(Records of boundary annotations)

= = = = = = =

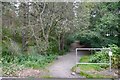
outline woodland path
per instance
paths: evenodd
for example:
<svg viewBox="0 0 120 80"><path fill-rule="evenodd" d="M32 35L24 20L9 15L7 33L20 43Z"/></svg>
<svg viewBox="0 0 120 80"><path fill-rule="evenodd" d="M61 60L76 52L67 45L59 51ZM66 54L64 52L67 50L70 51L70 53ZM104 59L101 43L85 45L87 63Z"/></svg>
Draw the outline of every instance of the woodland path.
<svg viewBox="0 0 120 80"><path fill-rule="evenodd" d="M79 58L83 53L79 52ZM75 52L69 52L66 55L59 56L56 61L48 68L50 76L55 78L83 78L82 76L73 75L71 69L76 64Z"/></svg>

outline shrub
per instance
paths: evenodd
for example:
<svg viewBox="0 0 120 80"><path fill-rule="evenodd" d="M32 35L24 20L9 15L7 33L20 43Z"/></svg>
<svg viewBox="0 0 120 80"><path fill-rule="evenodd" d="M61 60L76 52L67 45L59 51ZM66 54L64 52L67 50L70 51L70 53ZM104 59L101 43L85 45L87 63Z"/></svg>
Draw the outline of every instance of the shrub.
<svg viewBox="0 0 120 80"><path fill-rule="evenodd" d="M120 48L117 45L109 45L113 55L112 55L112 67L113 68L118 68L120 66ZM89 62L95 62L95 63L108 63L109 62L109 55L106 51L99 51L96 52L94 55L90 56ZM102 66L106 67L106 66Z"/></svg>

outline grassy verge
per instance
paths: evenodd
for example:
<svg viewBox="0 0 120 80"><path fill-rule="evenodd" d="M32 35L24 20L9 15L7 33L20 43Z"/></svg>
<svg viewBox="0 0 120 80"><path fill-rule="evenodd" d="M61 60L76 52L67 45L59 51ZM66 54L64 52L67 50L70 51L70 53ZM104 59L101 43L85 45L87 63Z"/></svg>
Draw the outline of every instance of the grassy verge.
<svg viewBox="0 0 120 80"><path fill-rule="evenodd" d="M89 56L81 57L80 62L89 62ZM105 70L105 68L96 64L79 64L71 70L86 78L112 78L112 76L99 74L98 72Z"/></svg>
<svg viewBox="0 0 120 80"><path fill-rule="evenodd" d="M4 56L2 58L3 76L16 76L16 71L32 68L43 70L56 58L56 55L19 55L19 56Z"/></svg>

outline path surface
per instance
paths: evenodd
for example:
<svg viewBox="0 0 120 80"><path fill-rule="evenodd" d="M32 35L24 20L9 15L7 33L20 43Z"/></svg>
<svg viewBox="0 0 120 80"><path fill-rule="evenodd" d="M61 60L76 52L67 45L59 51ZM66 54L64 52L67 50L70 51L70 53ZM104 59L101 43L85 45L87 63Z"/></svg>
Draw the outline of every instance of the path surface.
<svg viewBox="0 0 120 80"><path fill-rule="evenodd" d="M80 58L83 56L79 54ZM78 58L78 60L79 60ZM61 56L56 60L50 67L49 72L51 77L56 78L82 78L78 75L71 74L71 68L76 64L76 54L75 52L69 52L68 54Z"/></svg>

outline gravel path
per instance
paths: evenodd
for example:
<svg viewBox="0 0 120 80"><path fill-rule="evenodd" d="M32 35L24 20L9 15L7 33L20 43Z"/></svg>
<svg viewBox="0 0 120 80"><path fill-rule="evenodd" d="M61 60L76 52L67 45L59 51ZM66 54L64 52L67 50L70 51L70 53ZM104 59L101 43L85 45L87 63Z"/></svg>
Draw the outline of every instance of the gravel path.
<svg viewBox="0 0 120 80"><path fill-rule="evenodd" d="M82 54L78 55L78 60ZM69 52L66 55L60 56L49 68L50 76L55 78L83 78L78 75L73 75L71 68L76 64L75 52Z"/></svg>

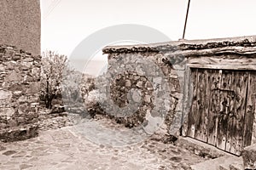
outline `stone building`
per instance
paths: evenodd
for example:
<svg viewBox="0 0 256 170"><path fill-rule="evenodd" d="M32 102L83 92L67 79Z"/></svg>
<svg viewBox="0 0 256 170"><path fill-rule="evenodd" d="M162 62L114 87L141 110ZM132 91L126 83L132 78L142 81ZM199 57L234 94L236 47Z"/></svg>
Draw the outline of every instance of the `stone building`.
<svg viewBox="0 0 256 170"><path fill-rule="evenodd" d="M40 54L40 0L0 0L0 44Z"/></svg>
<svg viewBox="0 0 256 170"><path fill-rule="evenodd" d="M106 47L112 99L122 108L129 91L131 101L142 98L120 121L165 116L170 133L241 155L256 143L255 47L253 36Z"/></svg>

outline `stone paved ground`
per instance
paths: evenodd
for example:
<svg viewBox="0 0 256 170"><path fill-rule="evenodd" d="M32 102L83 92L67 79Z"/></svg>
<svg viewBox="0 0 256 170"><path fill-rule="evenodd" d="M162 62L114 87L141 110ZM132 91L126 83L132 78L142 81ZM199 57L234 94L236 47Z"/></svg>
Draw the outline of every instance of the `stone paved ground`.
<svg viewBox="0 0 256 170"><path fill-rule="evenodd" d="M189 165L206 160L180 146L154 139L124 147L96 144L77 129L73 126L40 131L34 139L0 143L0 169L189 169Z"/></svg>

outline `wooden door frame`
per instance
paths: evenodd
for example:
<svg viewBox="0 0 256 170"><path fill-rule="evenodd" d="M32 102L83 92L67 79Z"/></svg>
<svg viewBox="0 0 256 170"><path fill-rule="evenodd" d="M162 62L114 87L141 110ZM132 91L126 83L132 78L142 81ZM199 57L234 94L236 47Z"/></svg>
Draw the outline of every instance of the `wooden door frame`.
<svg viewBox="0 0 256 170"><path fill-rule="evenodd" d="M192 69L209 69L209 70L229 70L229 71L255 71L256 65L241 65L241 62L244 61L244 59L238 60L236 65L204 65L204 64L191 64L189 63L189 60L187 60L187 65L185 66L184 71L184 88L183 88L183 128L182 128L182 135L188 136L188 117L190 112L190 107L193 102L193 82L192 82ZM252 132L253 133L253 132ZM244 134L243 134L244 135Z"/></svg>
<svg viewBox="0 0 256 170"><path fill-rule="evenodd" d="M253 55L229 57L200 56L186 59L184 71L184 85L183 98L183 113L181 120L181 134L187 136L188 116L192 104L191 92L191 70L192 69L214 69L231 71L256 71L256 58Z"/></svg>

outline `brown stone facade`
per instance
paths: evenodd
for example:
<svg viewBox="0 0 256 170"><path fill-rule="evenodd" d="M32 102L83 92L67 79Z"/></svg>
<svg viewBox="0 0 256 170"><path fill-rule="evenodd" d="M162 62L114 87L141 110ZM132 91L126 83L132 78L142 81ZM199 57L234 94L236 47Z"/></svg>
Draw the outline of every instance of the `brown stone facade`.
<svg viewBox="0 0 256 170"><path fill-rule="evenodd" d="M0 0L0 44L12 44L40 54L40 1Z"/></svg>
<svg viewBox="0 0 256 170"><path fill-rule="evenodd" d="M147 120L147 115L154 116L152 107L161 111L169 105L165 116L171 134L180 132L236 155L255 143L255 36L108 46L103 53L108 54L109 99L122 108L129 105L126 99L131 88L143 92L139 95L131 93L131 101L141 96L142 105L132 116L119 118L120 122L137 126ZM142 60L145 60L143 67L138 65ZM147 65L148 61L166 78L143 76L148 71L154 72ZM134 72L127 72L127 68ZM148 81L152 77L153 83ZM168 88L162 86L163 80ZM153 89L154 83L159 86ZM154 91L169 96L156 101Z"/></svg>
<svg viewBox="0 0 256 170"><path fill-rule="evenodd" d="M38 133L41 57L0 45L0 141Z"/></svg>

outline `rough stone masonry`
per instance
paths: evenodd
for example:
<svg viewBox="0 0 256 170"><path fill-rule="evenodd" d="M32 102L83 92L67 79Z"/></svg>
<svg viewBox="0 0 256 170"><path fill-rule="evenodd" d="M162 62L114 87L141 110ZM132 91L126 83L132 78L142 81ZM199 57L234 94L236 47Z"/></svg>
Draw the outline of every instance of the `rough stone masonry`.
<svg viewBox="0 0 256 170"><path fill-rule="evenodd" d="M41 57L0 45L0 141L38 133Z"/></svg>
<svg viewBox="0 0 256 170"><path fill-rule="evenodd" d="M40 1L0 0L0 44L40 54Z"/></svg>

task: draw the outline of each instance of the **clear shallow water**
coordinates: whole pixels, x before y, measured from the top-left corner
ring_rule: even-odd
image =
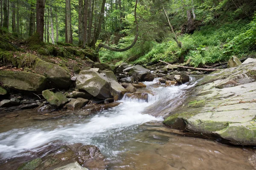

= = = = = = =

- **EXERCISE**
Copy out everything in the records from the line containing "outline grassy verge" down to the line containing "54L78 55L78 60ZM69", both of those lines included.

- **RIGHT ANSWER**
outline grassy verge
per instance
paths: evenodd
for example:
<svg viewBox="0 0 120 80"><path fill-rule="evenodd" d="M32 35L24 20L9 15L7 33L20 43Z"/></svg>
<svg viewBox="0 0 120 80"><path fill-rule="evenodd" d="M61 60L76 52L67 45L59 51ZM66 54L64 52L67 50L70 51L70 53ZM104 59L101 43L85 45L87 63Z"/></svg>
Draw the outline of every instance of the grassy verge.
<svg viewBox="0 0 120 80"><path fill-rule="evenodd" d="M89 56L81 57L80 62L89 62ZM105 70L105 68L96 64L79 64L71 70L86 78L112 78L112 76L99 74L98 72Z"/></svg>
<svg viewBox="0 0 120 80"><path fill-rule="evenodd" d="M4 56L2 58L3 76L16 76L16 71L32 68L43 70L56 58L56 55L19 55L19 56Z"/></svg>

outline path surface
per instance
paths: evenodd
for example:
<svg viewBox="0 0 120 80"><path fill-rule="evenodd" d="M32 35L24 20L9 15L7 33L20 43Z"/></svg>
<svg viewBox="0 0 120 80"><path fill-rule="evenodd" d="M61 60L76 52L67 45L59 51ZM66 54L64 52L67 50L70 51L70 53ZM104 59L101 43L85 45L87 63Z"/></svg>
Draw the outline of every instance of the path surface.
<svg viewBox="0 0 120 80"><path fill-rule="evenodd" d="M80 58L83 56L79 54ZM78 58L78 60L79 60ZM61 56L56 60L50 67L49 72L51 77L56 78L82 78L78 75L71 74L71 68L76 64L76 54L75 52L69 52L68 54Z"/></svg>

outline gravel path
per instance
paths: evenodd
for example:
<svg viewBox="0 0 120 80"><path fill-rule="evenodd" d="M32 35L24 20L9 15L7 33L20 43Z"/></svg>
<svg viewBox="0 0 120 80"><path fill-rule="evenodd" d="M61 60L76 52L67 45L59 51ZM66 54L64 52L67 50L70 51L70 53ZM104 59L101 43L85 45L87 63Z"/></svg>
Draw the outline of every instance of the gravel path.
<svg viewBox="0 0 120 80"><path fill-rule="evenodd" d="M82 54L78 55L78 60ZM69 52L66 55L60 56L49 68L50 76L55 78L83 78L78 75L73 75L71 68L76 64L75 52Z"/></svg>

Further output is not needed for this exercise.